→ EXTRACTED RECORDS:
(begin)
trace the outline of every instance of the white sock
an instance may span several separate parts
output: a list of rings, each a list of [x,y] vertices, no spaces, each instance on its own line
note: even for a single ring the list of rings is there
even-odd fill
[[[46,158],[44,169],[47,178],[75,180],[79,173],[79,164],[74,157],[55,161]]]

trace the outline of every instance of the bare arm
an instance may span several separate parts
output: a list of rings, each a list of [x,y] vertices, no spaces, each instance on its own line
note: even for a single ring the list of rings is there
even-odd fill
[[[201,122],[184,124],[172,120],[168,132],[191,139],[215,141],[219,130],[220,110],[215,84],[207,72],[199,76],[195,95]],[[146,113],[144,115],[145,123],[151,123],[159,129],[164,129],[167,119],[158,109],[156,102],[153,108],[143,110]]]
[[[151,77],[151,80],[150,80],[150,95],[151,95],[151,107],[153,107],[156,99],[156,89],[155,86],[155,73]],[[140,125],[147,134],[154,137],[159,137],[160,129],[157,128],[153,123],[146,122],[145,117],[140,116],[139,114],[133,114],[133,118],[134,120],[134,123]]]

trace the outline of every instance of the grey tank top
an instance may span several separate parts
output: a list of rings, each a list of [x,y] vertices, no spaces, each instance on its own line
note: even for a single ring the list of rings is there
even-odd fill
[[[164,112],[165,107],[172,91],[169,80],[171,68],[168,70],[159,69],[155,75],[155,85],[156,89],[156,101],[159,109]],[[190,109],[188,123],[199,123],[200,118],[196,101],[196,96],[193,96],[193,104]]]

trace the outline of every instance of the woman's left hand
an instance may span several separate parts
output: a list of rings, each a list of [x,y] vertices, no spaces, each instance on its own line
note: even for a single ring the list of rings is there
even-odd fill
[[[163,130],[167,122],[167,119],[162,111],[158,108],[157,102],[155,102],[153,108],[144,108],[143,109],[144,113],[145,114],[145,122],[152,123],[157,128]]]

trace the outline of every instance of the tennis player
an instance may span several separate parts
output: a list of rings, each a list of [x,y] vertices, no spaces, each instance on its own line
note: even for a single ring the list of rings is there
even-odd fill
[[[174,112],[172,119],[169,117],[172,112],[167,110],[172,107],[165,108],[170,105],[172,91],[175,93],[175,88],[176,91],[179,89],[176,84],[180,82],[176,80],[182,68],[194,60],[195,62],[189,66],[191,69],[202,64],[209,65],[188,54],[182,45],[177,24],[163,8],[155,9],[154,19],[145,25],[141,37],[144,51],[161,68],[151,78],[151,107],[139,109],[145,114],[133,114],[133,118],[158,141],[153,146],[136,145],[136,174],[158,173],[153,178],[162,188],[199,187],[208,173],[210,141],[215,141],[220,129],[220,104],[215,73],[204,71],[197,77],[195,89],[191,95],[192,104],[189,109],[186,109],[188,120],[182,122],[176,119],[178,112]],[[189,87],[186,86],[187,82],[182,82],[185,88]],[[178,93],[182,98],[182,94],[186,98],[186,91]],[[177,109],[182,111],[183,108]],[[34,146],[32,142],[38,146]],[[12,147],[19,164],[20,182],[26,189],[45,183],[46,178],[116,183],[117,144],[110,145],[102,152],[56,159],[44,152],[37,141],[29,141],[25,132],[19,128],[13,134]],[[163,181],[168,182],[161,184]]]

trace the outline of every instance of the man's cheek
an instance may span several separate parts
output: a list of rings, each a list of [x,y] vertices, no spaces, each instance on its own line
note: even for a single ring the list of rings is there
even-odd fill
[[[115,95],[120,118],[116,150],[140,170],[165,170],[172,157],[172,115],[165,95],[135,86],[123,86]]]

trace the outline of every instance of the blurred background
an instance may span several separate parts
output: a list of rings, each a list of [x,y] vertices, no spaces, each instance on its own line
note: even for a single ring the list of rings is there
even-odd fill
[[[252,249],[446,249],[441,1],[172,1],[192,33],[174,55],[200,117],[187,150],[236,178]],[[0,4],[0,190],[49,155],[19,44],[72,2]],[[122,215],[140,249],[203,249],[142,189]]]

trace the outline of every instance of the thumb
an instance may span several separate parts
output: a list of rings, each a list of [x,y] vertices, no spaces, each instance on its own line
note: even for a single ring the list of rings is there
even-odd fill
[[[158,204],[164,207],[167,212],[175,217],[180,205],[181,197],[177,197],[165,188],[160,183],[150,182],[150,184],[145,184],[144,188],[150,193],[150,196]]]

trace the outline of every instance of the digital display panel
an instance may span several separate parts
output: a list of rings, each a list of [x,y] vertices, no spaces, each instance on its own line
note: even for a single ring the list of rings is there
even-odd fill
(end)
→ EXERCISE DESCRIPTION: Reproduce every line above without error.

→ THE RESULT:
trace the outline of every instance of the white sock
an instance may span several separate parts
output: a list of rings, each a list of [x,y] vertices, no spaces, each instance on its own line
note: even for a single ring the list of rings is there
even-odd fill
[[[46,158],[44,169],[47,178],[75,180],[79,173],[79,164],[74,157],[55,161]]]

trace the outline of every instance of the bare arm
an instance may span several separate parts
output: a list of rings, each a list of [x,y] vertices, no spaces, each instance on its own line
note: even for a single ring the list of rings is there
even-odd fill
[[[201,122],[184,124],[172,120],[168,132],[191,139],[215,141],[219,130],[220,110],[215,84],[207,72],[199,76],[195,95]],[[146,113],[144,115],[145,123],[151,123],[159,129],[164,129],[167,119],[158,109],[156,102],[153,108],[143,110]]]
[[[151,77],[151,80],[150,80],[150,95],[151,95],[151,107],[153,107],[156,99],[156,89],[155,86],[155,73]],[[140,125],[147,134],[154,137],[159,137],[160,129],[157,128],[153,123],[146,122],[145,117],[140,116],[139,114],[133,114],[133,118],[134,120],[134,123]]]

trace the outline of every instance of the grey tank top
an instance may span several separate parts
output: a list of rings, each a list of [x,y] vertices, no spaces, each instance on its own line
note: even for a single ring the list of rings is there
even-odd fill
[[[164,112],[165,107],[172,91],[169,80],[171,68],[168,70],[159,69],[155,75],[155,85],[156,89],[156,101],[159,109]],[[190,109],[188,123],[199,123],[200,118],[196,101],[196,96],[193,96],[193,104]]]

trace the outline of every instance of the woman's left hand
an instance may span several separate parts
output: a list of rings, each a list of [x,y] vertices, no spaces, each instance on its own line
note: even for a single ring the list of rings is there
even-odd fill
[[[163,130],[167,122],[167,119],[162,111],[158,108],[157,102],[155,102],[153,108],[144,108],[143,109],[144,113],[145,114],[145,122],[152,123],[157,128]]]

trace the outline of every instance of the tennis player
an instance may span several separate parts
output: a list of rings, each a list of [x,y] vertices, no spaces, each instance on its own line
note: even for a single ring the list of rings is there
even-odd fill
[[[174,112],[172,119],[169,117],[172,112],[167,110],[172,107],[165,108],[170,105],[172,91],[175,93],[175,88],[176,91],[179,89],[176,84],[180,82],[176,80],[182,68],[194,60],[195,62],[189,66],[191,69],[202,64],[209,65],[188,54],[182,45],[177,24],[163,8],[155,9],[154,19],[145,25],[141,37],[144,51],[161,68],[151,78],[151,107],[139,109],[145,114],[133,114],[133,118],[158,141],[153,146],[136,145],[136,174],[158,173],[153,178],[162,188],[199,187],[208,173],[210,141],[215,141],[220,129],[220,104],[215,73],[204,71],[197,77],[195,89],[191,95],[192,104],[189,109],[186,109],[188,120],[182,122],[176,119],[178,112]],[[189,87],[186,86],[187,82],[182,82],[185,88]],[[178,93],[182,98],[182,94],[186,98],[186,91]],[[177,109],[182,111],[183,108]],[[34,146],[32,142],[38,146]],[[12,147],[19,164],[20,182],[26,189],[45,183],[46,178],[116,183],[117,144],[110,145],[102,152],[56,159],[44,152],[37,141],[29,141],[25,132],[19,128],[13,134]],[[163,181],[168,182],[161,184]]]

trace the outline of every instance of the man's cheek
an instance may span several separate parts
output: a list of rings, each a list of [x,y] vertices, no spaces, each instance on its own line
note: even for a single ring the list of rings is there
even-odd fill
[[[115,95],[120,118],[116,150],[140,170],[165,170],[172,157],[172,115],[165,95],[135,86],[123,86]]]

trace the outline of every instance of the blurred background
an instance may span several separate parts
output: a list of rings, each a list of [x,y] vertices, no spaces, each instance on its own line
note: even for a single ring the list of rings is there
even-odd fill
[[[252,249],[446,249],[441,1],[172,1],[192,33],[174,55],[200,117],[187,150],[236,178]],[[0,4],[0,190],[49,155],[19,44],[72,2]],[[122,215],[140,249],[203,249],[142,189]]]

trace the outline of every instance of the thumb
an instance may span several separate parts
output: a list of rings, each a list of [x,y] vertices, no spaces, each instance on its own line
note: even for a single ring the list of rings is there
even-odd fill
[[[158,204],[164,207],[167,212],[175,217],[180,205],[181,197],[177,197],[165,188],[160,183],[150,182],[150,184],[145,184],[144,188],[150,193],[150,196]]]

trace the outline of every instance of the digital display panel
an instance may span several separate parts
output: a list of rings, each a list of [x,y] vertices, no spaces, each instance on its own line
note: even for a single ring the list of rings is there
even-odd fill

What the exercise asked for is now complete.